═════ PAGE EXCERPT
Exercise 1 - Advanced Cluster Management Installation & Cluster Provisioning
In this exercise you will verify the Advanced Cluster Management for Kubernetes installation and provision managed clusters using Hive. This workshop targets Red Hat Advanced Cluster Management 2.15 on OpenShift 4.20.
| This workshop was built on top of the Advanced Cluster Management for Kubernetes Demo from the Red Hat Demo Platform. Order this catalog item to get a pre-configured hub cluster with ACM already installed, then continue with the verification steps below. |
|
The commands below were written for RHEL 9. If you are running on macOS, be aware of two differences: * Replace base64 -d with base64 -D (or install GNU coreutils: brew install coreutils and use gbase64 -d).* Replace sed -i "s|…|…|g" with sed -i '' "s|…|…|g" (BSD sed requires an explicit empty backup suffix), or install GNU sed: brew install gnu-sed and use gsed.
|
1.1 Verify ACM Installation
If ACM is already installed on your hub cluster (as in this workshop environment), verify it:
<hub> $ oc get multiclusterhub -A
NAMESPACE NAME STATUS AGE
open-cluster-management multiclusterhub Running ...
<hub> $ oc get csv -n open-cluster-management | grep advanced-cluster-management
advanced-cluster-management.v2.15.1 Advanced Cluster Management for Kubernetes 2.15.1 Succeeded
Confirm the subscription channel:
<hub> $ oc get sub advanced-cluster-management -n open-cluster-management -o jsonpath='{.spec.channel}'
release-2.15
1.2 Install ACM (If Not Pre-Installed)
If ACM is not yet installed, install the operator by selecting release-2.15 as the update channel. Follow the steps in the Installation section of the workshop’s presentation - workshop presentation.
══════════
═════ INFORMATION PROVIDED
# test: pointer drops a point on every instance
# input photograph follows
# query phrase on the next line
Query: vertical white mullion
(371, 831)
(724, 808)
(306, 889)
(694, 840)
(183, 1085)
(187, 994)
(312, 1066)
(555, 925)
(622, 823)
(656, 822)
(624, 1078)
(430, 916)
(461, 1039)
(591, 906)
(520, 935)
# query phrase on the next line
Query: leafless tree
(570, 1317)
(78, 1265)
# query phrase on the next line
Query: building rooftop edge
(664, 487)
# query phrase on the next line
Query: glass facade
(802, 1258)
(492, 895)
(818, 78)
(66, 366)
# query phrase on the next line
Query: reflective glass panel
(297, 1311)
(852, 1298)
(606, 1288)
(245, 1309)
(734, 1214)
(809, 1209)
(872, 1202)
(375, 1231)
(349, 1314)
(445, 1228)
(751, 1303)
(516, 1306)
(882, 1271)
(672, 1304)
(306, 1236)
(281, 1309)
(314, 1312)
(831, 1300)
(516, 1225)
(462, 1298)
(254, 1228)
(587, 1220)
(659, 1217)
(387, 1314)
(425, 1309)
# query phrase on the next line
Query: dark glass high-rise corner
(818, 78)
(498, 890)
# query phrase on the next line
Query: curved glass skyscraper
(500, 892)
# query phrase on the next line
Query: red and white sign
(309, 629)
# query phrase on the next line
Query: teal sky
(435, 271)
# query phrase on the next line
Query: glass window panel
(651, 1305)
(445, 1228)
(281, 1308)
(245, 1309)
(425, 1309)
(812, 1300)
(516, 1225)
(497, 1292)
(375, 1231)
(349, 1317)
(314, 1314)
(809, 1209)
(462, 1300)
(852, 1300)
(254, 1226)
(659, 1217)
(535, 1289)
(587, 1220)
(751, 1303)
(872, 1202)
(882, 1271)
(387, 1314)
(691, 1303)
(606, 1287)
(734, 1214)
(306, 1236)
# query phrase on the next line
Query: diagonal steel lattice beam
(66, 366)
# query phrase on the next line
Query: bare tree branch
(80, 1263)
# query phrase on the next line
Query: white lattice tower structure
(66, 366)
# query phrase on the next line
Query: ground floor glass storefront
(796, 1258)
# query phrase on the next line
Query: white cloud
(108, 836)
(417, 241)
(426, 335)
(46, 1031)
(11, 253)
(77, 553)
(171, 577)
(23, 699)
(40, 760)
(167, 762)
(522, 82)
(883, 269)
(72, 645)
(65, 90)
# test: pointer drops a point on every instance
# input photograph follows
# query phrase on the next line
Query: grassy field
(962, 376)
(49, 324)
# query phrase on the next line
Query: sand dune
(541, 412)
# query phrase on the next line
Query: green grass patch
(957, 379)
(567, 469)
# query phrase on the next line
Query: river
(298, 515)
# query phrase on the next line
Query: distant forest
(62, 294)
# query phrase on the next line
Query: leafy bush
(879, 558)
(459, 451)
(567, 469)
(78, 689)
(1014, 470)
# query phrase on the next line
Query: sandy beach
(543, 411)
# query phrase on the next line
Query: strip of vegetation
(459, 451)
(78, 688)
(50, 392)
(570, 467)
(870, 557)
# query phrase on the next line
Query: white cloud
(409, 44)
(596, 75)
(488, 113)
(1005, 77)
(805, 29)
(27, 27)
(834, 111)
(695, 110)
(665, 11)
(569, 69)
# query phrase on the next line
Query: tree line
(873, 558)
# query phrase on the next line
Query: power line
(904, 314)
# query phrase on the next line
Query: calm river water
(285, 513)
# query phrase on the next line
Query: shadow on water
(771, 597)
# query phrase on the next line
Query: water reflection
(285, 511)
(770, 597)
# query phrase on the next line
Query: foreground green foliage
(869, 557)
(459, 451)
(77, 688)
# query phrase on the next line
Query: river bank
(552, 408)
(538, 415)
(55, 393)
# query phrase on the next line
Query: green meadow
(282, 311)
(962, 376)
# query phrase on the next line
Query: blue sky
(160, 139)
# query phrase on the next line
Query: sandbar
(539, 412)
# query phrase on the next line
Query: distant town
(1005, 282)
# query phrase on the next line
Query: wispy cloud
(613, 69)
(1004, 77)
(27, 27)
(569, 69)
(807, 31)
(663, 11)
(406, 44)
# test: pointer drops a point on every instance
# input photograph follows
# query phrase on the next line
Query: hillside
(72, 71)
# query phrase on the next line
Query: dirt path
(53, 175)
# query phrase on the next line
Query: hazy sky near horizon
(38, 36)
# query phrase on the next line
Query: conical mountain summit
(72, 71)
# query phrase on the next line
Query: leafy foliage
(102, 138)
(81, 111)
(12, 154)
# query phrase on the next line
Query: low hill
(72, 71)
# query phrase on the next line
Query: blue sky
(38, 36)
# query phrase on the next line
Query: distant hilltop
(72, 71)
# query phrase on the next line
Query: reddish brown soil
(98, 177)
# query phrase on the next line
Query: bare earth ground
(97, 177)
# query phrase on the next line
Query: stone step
══════════
* PROBLEM SET *
1. Rewrite the paragraph of the ACM installation exercise that begins "The commands below were written for RHEL 9" as a short bulleted list that keeps its main facts.
2. Translate this sentence from the ACM installation exercise into Spanish: "This workshop targets Red Hat Advanced Cluster Management 2.15 on OpenShift 4.20."
The entries have no connection to the ACM installation exercise.

* EXERCISE RESPONSES *
1.
- The commands were written for RHEL 9, and macOS users need two changes.
- For base64, use base64 -D instead of base64 -d. Alternatively, install GNU coreutils (brew install coreutils) and use gbase64 -d.
- For sed, use sed -i '' "s|…|…|g" instead of sed -i "s|…|…|g", because BSD sed requires an explicit empty backup suffix. Alternatively, install GNU sed (brew install gnu-sed) and use gsed.

2. Este taller está dirigido a Red Hat Advanced Cluster Management 2.15 en OpenShift 4.20.